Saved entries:
++++++
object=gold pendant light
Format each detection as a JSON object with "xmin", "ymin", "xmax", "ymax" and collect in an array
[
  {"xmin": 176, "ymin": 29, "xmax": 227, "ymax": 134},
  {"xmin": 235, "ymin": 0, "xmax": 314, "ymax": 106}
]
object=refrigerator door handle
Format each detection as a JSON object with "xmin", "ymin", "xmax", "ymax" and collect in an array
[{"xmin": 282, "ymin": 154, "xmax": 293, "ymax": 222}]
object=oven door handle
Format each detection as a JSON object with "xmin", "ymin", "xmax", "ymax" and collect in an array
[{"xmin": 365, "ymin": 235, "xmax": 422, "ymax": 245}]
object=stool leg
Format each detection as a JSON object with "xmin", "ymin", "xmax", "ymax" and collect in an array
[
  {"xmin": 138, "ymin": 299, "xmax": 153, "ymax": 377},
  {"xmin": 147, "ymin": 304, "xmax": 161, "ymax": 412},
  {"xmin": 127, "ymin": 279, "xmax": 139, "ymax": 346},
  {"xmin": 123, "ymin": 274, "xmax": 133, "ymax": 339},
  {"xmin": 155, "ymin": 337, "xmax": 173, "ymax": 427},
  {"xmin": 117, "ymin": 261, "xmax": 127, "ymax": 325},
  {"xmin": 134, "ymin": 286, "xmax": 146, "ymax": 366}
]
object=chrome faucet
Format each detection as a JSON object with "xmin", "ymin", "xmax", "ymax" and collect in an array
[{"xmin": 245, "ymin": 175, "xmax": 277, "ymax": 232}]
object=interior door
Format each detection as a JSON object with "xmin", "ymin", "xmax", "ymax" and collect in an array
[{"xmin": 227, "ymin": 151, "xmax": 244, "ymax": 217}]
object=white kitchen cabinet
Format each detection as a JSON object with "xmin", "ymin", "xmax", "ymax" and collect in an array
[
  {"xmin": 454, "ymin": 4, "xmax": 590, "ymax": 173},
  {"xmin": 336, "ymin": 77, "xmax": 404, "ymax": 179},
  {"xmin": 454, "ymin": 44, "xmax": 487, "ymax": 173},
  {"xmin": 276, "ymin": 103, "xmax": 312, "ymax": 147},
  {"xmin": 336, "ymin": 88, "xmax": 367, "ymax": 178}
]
++++++
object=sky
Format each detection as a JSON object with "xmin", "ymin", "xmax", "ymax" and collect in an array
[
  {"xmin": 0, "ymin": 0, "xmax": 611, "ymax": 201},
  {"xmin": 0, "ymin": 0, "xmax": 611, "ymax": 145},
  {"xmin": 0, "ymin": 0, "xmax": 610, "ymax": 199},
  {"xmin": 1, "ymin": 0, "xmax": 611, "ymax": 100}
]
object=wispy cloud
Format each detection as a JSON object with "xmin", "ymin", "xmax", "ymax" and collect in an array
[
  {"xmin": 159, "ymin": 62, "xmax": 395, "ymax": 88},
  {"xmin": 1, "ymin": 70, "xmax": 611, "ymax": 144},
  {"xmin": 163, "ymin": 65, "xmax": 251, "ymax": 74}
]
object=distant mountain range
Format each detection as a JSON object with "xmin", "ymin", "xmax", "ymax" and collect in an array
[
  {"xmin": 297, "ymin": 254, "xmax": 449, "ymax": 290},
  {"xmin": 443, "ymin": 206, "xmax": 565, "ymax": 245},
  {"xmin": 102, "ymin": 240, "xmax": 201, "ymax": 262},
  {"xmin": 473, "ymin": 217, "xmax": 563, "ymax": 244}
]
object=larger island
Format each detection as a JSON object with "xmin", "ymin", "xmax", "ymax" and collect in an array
++++++
[Action item]: Looking at the records above, return exactly the lines from the line with "object=interior door" to the line with "object=white kitchen cabinet", both ends included.

[Written reply]:
object=interior door
Format each detection as a JSON object with "xmin", "ymin", "xmax", "ymax" and collect in an array
[{"xmin": 227, "ymin": 151, "xmax": 244, "ymax": 217}]
object=white kitchen cabinet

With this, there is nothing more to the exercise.